WHAT THE TASK REQUIRES -
Give the data below, from the line containing "mark the open" through the last line, as a JSON list of strings with one string per line and blank lines omitted.
======== MATERIAL FOR THIS EXERCISE
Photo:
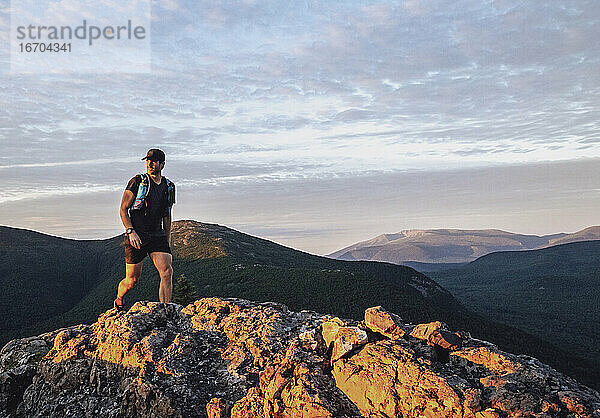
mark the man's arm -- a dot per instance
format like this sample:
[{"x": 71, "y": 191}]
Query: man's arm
[
  {"x": 167, "y": 226},
  {"x": 126, "y": 202}
]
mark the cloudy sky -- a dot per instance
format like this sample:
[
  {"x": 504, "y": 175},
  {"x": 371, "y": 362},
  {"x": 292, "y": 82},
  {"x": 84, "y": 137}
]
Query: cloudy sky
[{"x": 315, "y": 123}]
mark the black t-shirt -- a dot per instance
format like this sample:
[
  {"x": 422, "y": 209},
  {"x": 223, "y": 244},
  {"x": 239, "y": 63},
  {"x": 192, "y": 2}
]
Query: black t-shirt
[{"x": 148, "y": 223}]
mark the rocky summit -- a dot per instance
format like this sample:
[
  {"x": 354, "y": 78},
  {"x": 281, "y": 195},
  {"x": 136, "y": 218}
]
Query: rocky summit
[{"x": 236, "y": 358}]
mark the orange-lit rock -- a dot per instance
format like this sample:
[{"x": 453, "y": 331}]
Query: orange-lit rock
[
  {"x": 232, "y": 357},
  {"x": 385, "y": 323},
  {"x": 346, "y": 340}
]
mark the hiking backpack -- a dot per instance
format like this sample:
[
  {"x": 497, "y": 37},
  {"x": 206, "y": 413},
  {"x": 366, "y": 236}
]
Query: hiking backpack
[{"x": 144, "y": 188}]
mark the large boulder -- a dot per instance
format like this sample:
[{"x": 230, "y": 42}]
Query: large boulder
[{"x": 236, "y": 358}]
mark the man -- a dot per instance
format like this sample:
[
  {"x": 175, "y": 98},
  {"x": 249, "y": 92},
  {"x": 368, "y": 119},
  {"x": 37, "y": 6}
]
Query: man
[{"x": 146, "y": 215}]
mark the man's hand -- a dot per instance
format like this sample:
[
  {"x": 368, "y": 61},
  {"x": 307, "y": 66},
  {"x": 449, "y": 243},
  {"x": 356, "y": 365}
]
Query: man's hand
[{"x": 135, "y": 240}]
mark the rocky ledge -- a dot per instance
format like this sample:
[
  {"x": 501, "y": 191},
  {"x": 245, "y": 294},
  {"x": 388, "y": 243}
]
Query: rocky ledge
[{"x": 232, "y": 357}]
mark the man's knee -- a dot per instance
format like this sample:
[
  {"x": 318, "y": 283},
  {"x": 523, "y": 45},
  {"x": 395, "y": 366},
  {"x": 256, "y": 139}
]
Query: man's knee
[
  {"x": 166, "y": 272},
  {"x": 132, "y": 279}
]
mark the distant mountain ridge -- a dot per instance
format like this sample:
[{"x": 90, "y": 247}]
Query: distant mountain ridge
[
  {"x": 452, "y": 245},
  {"x": 51, "y": 282}
]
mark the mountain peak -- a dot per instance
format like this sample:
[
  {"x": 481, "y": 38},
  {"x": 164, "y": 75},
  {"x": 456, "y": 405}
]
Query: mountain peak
[
  {"x": 452, "y": 245},
  {"x": 232, "y": 357}
]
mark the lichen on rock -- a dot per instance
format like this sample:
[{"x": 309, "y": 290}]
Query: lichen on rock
[{"x": 236, "y": 358}]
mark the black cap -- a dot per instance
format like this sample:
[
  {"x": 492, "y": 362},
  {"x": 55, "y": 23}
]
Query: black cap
[{"x": 155, "y": 154}]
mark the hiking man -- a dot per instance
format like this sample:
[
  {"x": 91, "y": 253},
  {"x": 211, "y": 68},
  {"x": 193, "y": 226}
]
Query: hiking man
[{"x": 146, "y": 214}]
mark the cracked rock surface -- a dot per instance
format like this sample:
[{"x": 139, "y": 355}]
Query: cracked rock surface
[{"x": 236, "y": 358}]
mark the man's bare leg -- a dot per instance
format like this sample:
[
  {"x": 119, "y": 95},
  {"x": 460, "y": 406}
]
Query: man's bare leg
[
  {"x": 132, "y": 274},
  {"x": 163, "y": 263}
]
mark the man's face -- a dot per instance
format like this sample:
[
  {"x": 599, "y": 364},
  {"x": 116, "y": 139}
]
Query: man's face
[{"x": 154, "y": 166}]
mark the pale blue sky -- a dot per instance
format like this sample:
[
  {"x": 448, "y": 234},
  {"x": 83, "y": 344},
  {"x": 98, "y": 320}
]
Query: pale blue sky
[{"x": 302, "y": 121}]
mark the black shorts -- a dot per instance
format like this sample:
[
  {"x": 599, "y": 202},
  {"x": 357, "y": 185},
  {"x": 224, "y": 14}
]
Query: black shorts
[{"x": 150, "y": 245}]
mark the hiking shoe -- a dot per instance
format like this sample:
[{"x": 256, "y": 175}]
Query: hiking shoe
[{"x": 119, "y": 308}]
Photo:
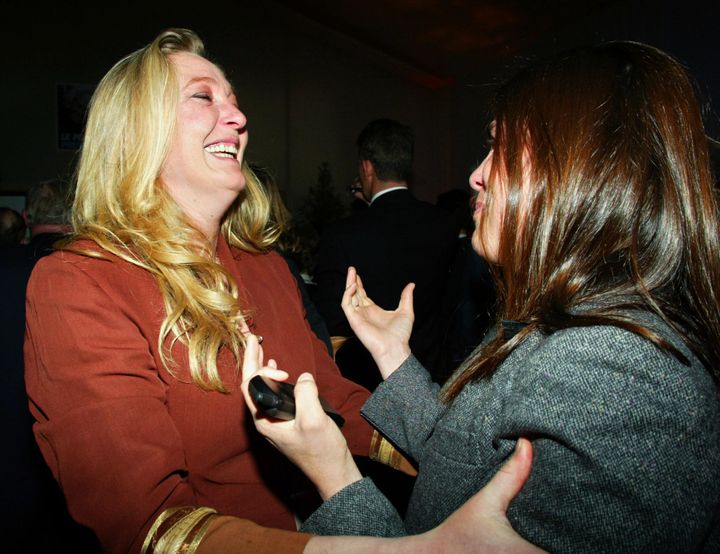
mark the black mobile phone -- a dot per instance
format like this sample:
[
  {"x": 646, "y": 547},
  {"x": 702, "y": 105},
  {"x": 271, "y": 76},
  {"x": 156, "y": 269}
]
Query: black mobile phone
[{"x": 277, "y": 399}]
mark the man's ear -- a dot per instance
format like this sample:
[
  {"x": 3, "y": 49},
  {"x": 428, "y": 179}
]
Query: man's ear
[{"x": 367, "y": 168}]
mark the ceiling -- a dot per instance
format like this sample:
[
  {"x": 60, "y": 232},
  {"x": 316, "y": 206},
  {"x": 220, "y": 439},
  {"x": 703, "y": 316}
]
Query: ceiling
[{"x": 450, "y": 39}]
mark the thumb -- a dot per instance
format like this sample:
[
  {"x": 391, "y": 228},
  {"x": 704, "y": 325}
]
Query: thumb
[
  {"x": 509, "y": 480},
  {"x": 406, "y": 298},
  {"x": 252, "y": 359},
  {"x": 307, "y": 405}
]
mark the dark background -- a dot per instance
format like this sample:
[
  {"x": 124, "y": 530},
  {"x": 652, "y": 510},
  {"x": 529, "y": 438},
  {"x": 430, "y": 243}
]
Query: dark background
[{"x": 311, "y": 73}]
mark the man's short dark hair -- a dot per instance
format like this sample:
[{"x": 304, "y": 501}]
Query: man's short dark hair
[
  {"x": 49, "y": 203},
  {"x": 389, "y": 146},
  {"x": 12, "y": 227}
]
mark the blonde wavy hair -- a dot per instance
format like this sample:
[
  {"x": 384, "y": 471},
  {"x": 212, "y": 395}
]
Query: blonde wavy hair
[{"x": 121, "y": 205}]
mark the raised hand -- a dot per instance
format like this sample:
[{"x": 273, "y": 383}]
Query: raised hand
[
  {"x": 385, "y": 333},
  {"x": 311, "y": 441}
]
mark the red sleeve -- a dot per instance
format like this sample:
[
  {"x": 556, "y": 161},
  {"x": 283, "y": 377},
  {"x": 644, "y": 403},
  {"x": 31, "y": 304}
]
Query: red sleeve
[{"x": 102, "y": 423}]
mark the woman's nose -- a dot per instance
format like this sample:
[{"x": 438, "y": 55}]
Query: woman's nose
[{"x": 235, "y": 118}]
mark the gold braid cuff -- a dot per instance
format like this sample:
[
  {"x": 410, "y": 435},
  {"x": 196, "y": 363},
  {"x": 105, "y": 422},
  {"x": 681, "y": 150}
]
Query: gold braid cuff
[
  {"x": 178, "y": 530},
  {"x": 384, "y": 452}
]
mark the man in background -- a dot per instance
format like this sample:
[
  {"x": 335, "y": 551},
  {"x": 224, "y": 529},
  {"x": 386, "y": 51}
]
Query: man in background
[{"x": 396, "y": 240}]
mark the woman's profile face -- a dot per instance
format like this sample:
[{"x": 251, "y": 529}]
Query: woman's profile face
[
  {"x": 488, "y": 217},
  {"x": 203, "y": 167}
]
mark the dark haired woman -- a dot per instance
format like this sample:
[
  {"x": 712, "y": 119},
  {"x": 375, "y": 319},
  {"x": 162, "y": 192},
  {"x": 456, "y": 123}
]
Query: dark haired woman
[{"x": 597, "y": 205}]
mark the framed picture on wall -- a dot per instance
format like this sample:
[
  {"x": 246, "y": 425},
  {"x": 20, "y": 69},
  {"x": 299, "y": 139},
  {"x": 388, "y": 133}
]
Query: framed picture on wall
[{"x": 72, "y": 104}]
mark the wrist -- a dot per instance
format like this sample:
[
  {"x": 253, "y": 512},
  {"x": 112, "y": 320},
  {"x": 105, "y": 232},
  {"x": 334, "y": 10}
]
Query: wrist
[
  {"x": 347, "y": 474},
  {"x": 392, "y": 359}
]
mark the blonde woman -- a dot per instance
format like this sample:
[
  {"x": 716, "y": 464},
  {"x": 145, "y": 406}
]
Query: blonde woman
[{"x": 136, "y": 329}]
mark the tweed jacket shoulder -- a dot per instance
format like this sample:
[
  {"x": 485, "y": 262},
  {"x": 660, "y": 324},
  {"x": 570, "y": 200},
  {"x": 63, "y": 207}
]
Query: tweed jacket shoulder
[{"x": 626, "y": 446}]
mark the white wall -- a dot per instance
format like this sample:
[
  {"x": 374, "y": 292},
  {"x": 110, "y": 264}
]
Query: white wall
[{"x": 307, "y": 91}]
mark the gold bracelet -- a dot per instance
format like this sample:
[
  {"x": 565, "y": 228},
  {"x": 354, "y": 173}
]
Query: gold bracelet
[
  {"x": 178, "y": 530},
  {"x": 384, "y": 452}
]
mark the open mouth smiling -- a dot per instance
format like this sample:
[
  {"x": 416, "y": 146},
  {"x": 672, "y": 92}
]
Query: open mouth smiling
[{"x": 222, "y": 150}]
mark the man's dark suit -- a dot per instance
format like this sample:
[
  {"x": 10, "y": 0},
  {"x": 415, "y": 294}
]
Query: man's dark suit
[{"x": 398, "y": 240}]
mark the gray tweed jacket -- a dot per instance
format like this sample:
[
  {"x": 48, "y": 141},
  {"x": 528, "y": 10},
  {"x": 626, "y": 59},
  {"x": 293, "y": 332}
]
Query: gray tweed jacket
[{"x": 626, "y": 446}]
================
RESULT OF THIS TASK -
[
  "mark the open mouth smiling -- a dot per instance",
  "format like this sample:",
  "[",
  "  {\"x\": 416, \"y\": 146},",
  "  {\"x\": 672, \"y\": 92}",
  "]",
  "Query: open mouth smiling",
  "[{\"x\": 222, \"y\": 150}]",
  "mark the man's dark suit -- a dot per instance",
  "format like this sample:",
  "[",
  "  {\"x\": 10, \"y\": 0},",
  "  {\"x\": 415, \"y\": 294}",
  "]",
  "Query: man's dark suit",
  "[{\"x\": 398, \"y\": 240}]",
  "mark the gray tweed jacket -- a dot per instance",
  "format like this sample:",
  "[",
  "  {\"x\": 48, \"y\": 141},",
  "  {\"x\": 528, \"y\": 10},",
  "  {\"x\": 626, \"y\": 59},",
  "  {\"x\": 293, \"y\": 332}",
  "]",
  "Query: gray tweed jacket",
  "[{\"x\": 626, \"y\": 446}]"
]